**What the task asks:** Write the data out again, word for word.

**********

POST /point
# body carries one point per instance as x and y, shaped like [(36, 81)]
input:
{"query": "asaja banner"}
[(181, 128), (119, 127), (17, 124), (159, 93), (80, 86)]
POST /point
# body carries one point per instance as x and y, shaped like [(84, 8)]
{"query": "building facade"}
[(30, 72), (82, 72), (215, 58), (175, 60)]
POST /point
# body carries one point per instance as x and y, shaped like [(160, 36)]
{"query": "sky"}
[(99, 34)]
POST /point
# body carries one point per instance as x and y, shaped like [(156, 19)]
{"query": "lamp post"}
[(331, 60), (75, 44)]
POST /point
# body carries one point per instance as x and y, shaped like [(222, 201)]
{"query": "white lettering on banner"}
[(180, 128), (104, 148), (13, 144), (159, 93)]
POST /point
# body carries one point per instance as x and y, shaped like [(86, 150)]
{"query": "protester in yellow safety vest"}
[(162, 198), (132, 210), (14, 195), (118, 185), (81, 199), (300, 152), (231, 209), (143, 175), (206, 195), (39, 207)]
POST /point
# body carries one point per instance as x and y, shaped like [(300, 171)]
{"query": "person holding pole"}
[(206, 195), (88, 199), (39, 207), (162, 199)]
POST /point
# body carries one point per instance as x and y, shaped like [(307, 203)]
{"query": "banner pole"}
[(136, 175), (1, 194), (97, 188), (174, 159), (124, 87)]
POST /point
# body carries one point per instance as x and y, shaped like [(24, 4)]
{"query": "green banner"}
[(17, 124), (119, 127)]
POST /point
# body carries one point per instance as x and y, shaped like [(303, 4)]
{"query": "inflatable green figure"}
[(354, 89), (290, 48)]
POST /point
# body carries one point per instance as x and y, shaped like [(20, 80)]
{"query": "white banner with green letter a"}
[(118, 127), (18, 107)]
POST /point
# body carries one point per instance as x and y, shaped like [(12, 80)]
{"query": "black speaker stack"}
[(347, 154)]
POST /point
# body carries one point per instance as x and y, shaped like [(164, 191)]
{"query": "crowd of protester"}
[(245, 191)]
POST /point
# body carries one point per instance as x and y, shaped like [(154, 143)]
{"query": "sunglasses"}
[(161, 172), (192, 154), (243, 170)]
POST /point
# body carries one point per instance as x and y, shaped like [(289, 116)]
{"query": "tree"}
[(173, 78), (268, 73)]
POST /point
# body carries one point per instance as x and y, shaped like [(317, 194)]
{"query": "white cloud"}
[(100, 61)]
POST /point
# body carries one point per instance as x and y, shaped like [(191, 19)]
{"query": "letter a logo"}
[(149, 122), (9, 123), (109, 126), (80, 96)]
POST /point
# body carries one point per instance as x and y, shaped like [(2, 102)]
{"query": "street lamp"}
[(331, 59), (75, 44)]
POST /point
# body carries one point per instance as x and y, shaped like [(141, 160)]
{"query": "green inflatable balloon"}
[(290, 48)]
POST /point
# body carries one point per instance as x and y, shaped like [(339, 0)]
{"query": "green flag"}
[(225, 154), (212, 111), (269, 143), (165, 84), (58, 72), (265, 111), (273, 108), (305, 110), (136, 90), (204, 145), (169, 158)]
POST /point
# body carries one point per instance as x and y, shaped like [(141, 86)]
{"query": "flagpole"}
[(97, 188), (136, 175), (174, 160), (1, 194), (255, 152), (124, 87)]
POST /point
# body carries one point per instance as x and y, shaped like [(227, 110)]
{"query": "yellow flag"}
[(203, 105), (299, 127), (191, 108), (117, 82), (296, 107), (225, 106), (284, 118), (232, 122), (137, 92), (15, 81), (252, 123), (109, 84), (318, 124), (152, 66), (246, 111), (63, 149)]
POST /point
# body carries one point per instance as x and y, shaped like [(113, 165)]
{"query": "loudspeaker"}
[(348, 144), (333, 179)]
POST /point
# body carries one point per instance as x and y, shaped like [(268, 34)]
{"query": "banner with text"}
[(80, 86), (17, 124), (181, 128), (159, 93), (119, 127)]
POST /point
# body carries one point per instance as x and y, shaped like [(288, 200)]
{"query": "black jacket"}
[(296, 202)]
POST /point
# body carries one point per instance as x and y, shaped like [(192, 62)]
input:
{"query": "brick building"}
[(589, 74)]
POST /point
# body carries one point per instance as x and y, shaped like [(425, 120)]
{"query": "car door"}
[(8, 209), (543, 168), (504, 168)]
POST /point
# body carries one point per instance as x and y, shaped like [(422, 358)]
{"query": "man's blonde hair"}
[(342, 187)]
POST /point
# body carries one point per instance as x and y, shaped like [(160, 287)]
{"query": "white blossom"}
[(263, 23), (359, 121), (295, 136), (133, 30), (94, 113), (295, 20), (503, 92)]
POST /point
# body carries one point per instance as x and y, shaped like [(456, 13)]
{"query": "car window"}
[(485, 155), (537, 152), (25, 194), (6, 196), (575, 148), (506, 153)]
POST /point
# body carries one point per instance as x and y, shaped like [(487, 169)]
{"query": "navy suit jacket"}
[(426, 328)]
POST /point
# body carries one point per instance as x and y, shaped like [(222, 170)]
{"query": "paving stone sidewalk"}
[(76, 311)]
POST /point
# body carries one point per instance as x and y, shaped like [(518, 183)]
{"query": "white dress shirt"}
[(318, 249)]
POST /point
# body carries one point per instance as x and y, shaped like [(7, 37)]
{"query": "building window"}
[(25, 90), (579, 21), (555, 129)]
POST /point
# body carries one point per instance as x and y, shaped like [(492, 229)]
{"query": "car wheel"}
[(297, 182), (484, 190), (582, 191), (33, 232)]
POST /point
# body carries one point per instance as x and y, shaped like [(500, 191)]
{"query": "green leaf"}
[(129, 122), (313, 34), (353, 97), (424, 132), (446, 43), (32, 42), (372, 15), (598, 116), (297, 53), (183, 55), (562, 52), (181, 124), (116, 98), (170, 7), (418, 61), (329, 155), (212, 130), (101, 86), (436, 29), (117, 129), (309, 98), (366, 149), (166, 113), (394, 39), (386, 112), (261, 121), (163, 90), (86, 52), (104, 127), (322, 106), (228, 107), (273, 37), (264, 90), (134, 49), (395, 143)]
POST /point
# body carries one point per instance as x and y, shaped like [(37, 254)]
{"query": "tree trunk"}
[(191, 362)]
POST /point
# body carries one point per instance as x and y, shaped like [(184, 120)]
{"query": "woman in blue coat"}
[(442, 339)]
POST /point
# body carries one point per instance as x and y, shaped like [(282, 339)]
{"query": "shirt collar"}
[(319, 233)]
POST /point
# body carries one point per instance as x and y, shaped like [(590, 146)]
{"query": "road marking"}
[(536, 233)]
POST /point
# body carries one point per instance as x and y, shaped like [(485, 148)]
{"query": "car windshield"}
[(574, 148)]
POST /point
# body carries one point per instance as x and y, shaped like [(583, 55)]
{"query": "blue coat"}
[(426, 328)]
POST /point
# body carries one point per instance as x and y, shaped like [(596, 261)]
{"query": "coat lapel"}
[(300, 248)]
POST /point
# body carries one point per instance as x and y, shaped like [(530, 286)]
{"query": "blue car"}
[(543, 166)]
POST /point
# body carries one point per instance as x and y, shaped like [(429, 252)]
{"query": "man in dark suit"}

**********

**Response to this task:**
POST /point
# body carries one point per instance as x and y, shaped like [(36, 81)]
input:
{"query": "asaja banner"}
[(181, 128), (119, 127), (17, 124), (159, 93), (80, 86)]
POST /point
# body carries one point per instance as x and y, shaped like [(84, 8)]
{"query": "building facade"}
[(30, 72), (82, 72), (215, 58), (175, 60)]
POST /point
# body carries one point per instance as x and y, shaped like [(160, 36)]
{"query": "sky"}
[(99, 34)]
POST /point
# body carries one point per instance as x and y, shaped like [(156, 19)]
{"query": "lamp post"}
[(331, 60), (75, 44)]
POST /point
# body carries one point per instance as x and y, shaped like [(222, 201)]
{"query": "white lettering on banner"}
[(180, 128), (104, 148), (13, 144), (159, 93)]
POST /point
# body carries one point per instance as x and y, shaped like [(86, 150)]
{"query": "protester in yellow safety vest"}
[(162, 198), (132, 210), (14, 195), (118, 185), (81, 199), (300, 152), (231, 209), (143, 175), (206, 195), (39, 207)]
POST /point
# body carries one point per instance as x and y, shaped like [(300, 171)]
{"query": "person holding pole"}
[(206, 195), (88, 199), (39, 207), (162, 199)]
POST /point
# body carries one point per instance as x and y, shaped like [(307, 203)]
{"query": "banner pole"}
[(136, 175), (1, 194), (97, 188), (174, 159), (124, 87)]
POST /point
# body carries one point per instance as x and y, shaped like [(24, 4)]
{"query": "green banner"}
[(17, 124), (119, 127)]
POST /point
# body carries one point per instance as x and y, shaped like [(303, 4)]
{"query": "inflatable green figure"}
[(354, 89), (290, 48)]
POST /point
# body carries one point per instance as x and y, shaped like [(20, 80)]
{"query": "white banner with green letter a"}
[(118, 127), (18, 107)]
POST /point
# body carries one point per instance as x and y, shaped like [(12, 80)]
{"query": "black speaker stack"}
[(347, 154)]
POST /point
# body carries one point per instance as x and y, shaped like [(164, 191)]
{"query": "crowd of protester"}
[(245, 191)]
POST /point
# body carries one point per instance as x and y, shaped like [(154, 143)]
{"query": "sunglasses"}
[(161, 172), (192, 154), (243, 170)]
POST /point
# body carries one point per instance as x and y, shaped like [(289, 116)]
{"query": "tree"}
[(173, 78), (268, 73)]
POST /point
# body carries one point per instance as x and y, shaped like [(317, 194)]
{"query": "white cloud"}
[(100, 61)]
POST /point
# body carries one point per instance as x and y, shaped like [(191, 19)]
{"query": "letter a logo"}
[(149, 122), (9, 123), (109, 126), (80, 96)]
POST /point
# body carries one point per instance as x and y, shaped like [(2, 102)]
{"query": "street lamp"}
[(331, 59), (75, 44)]
POST /point
# body carries one point per instance as x and y, shaped like [(141, 160)]
{"query": "green inflatable balloon"}
[(290, 48)]
POST /point
# body carries one point per instance as x and y, shaped like [(339, 0)]
{"query": "green flag"}
[(225, 154), (212, 111), (269, 143), (165, 84), (58, 72), (265, 111), (273, 108), (305, 110), (136, 90), (204, 145), (169, 158)]
POST /point
# body carries one point per instance as x and y, shaped like [(141, 86)]
{"query": "flagpole"}
[(97, 188), (136, 175), (174, 160), (1, 194), (255, 152), (124, 87)]
POST /point
# body carries one point per instance as x and y, shaped like [(227, 110)]
{"query": "yellow flag"}
[(203, 105), (299, 127), (191, 108), (117, 82), (296, 107), (225, 106), (284, 118), (232, 122), (137, 92), (15, 81), (252, 123), (109, 84), (318, 124), (152, 66), (246, 111), (63, 149)]
POST /point
# body carries one point per instance as x and y, shaped like [(113, 165)]
{"query": "loudspeaker"}
[(348, 144), (333, 179)]
POST /point
# body carries one point per instance as x and y, shaped like [(268, 34)]
{"query": "banner with text"}
[(80, 86), (17, 124), (181, 128), (159, 93), (119, 127)]
POST /point
# body carries one point per instance as x and y, shaped like [(288, 200)]
{"query": "black jacket"}
[(296, 202)]
POST /point
# body carries one point per instance as x and y, shaped like [(192, 62)]
input:
{"query": "brick building"}
[(589, 74)]
POST /point
# body carries one point per instance as x and y, shaped like [(425, 120)]
{"query": "car door"}
[(8, 209), (543, 168), (504, 168)]
POST /point
# body carries one point per instance as x and y, shaped like [(422, 358)]
{"query": "man's blonde hair"}
[(342, 187)]
POST /point
# body carries one point per instance as x and y, shaped like [(160, 287)]
{"query": "white blossom"}
[(263, 23), (359, 121), (295, 136), (133, 30), (94, 113), (295, 20), (503, 92)]
POST /point
# body carries one point per instance as x and y, shaped like [(456, 13)]
{"query": "car window"}
[(485, 155), (537, 152), (25, 194), (6, 196), (575, 148), (506, 153)]
POST /point
# body carries one point per instance as x and y, shaped like [(487, 169)]
{"query": "navy suit jacket"}
[(426, 328)]
POST /point
# body carries one point per instance as x and y, shaped like [(222, 170)]
{"query": "paving stone sidewalk"}
[(76, 311)]
POST /point
# body carries one point per instance as x and y, shaped like [(518, 183)]
{"query": "white dress shirt"}
[(318, 249)]
POST /point
# body carries one point per instance as x and y, shaped like [(7, 37)]
{"query": "building window"}
[(25, 90), (579, 21), (555, 129)]
POST /point
# body carries one point per instance as x and y, shaped like [(492, 229)]
{"query": "car wheel"}
[(297, 182), (484, 190), (582, 191), (33, 232)]
POST /point
# body carries one point per instance as x and y, shaped like [(500, 191)]
{"query": "green leaf"}
[(129, 122), (313, 34), (353, 97), (424, 132), (446, 43), (32, 42), (372, 15), (598, 116), (297, 53), (183, 55), (562, 52), (181, 124), (116, 98), (170, 7), (418, 61), (329, 155), (212, 130), (101, 86), (436, 29), (117, 129), (309, 98), (366, 149), (166, 113), (394, 39), (386, 112), (261, 121), (163, 90), (86, 52), (104, 127), (322, 106), (228, 107), (273, 37), (264, 90), (134, 49), (395, 143)]
POST /point
# body carries one point per instance as x and y, shaped like [(37, 254)]
{"query": "tree trunk"}
[(191, 362)]
POST /point
# body carries one point per instance as x and y, shaped like [(184, 120)]
{"query": "woman in blue coat"}
[(442, 339)]
POST /point
# body carries one point per instance as x and y, shaped like [(282, 339)]
{"query": "shirt collar"}
[(319, 233)]
POST /point
# body carries one point per instance as x and y, shaped like [(590, 146)]
{"query": "road marking"}
[(536, 233)]
POST /point
# body carries one point per instance as x and y, shaped like [(485, 148)]
{"query": "car windshield"}
[(574, 148)]
POST /point
# body carries one point per instance as x and y, shaped like [(583, 55)]
{"query": "blue coat"}
[(426, 328)]
POST /point
# body carries one point per instance as x and y, shaped like [(596, 261)]
{"query": "coat lapel"}
[(300, 248)]
POST /point
# body carries one point per instance as x and y, shaped like [(530, 286)]
{"query": "blue car"}
[(543, 166)]
POST /point
# body carries one point per instance as x and y, shaped like [(429, 252)]
{"query": "man in dark suit"}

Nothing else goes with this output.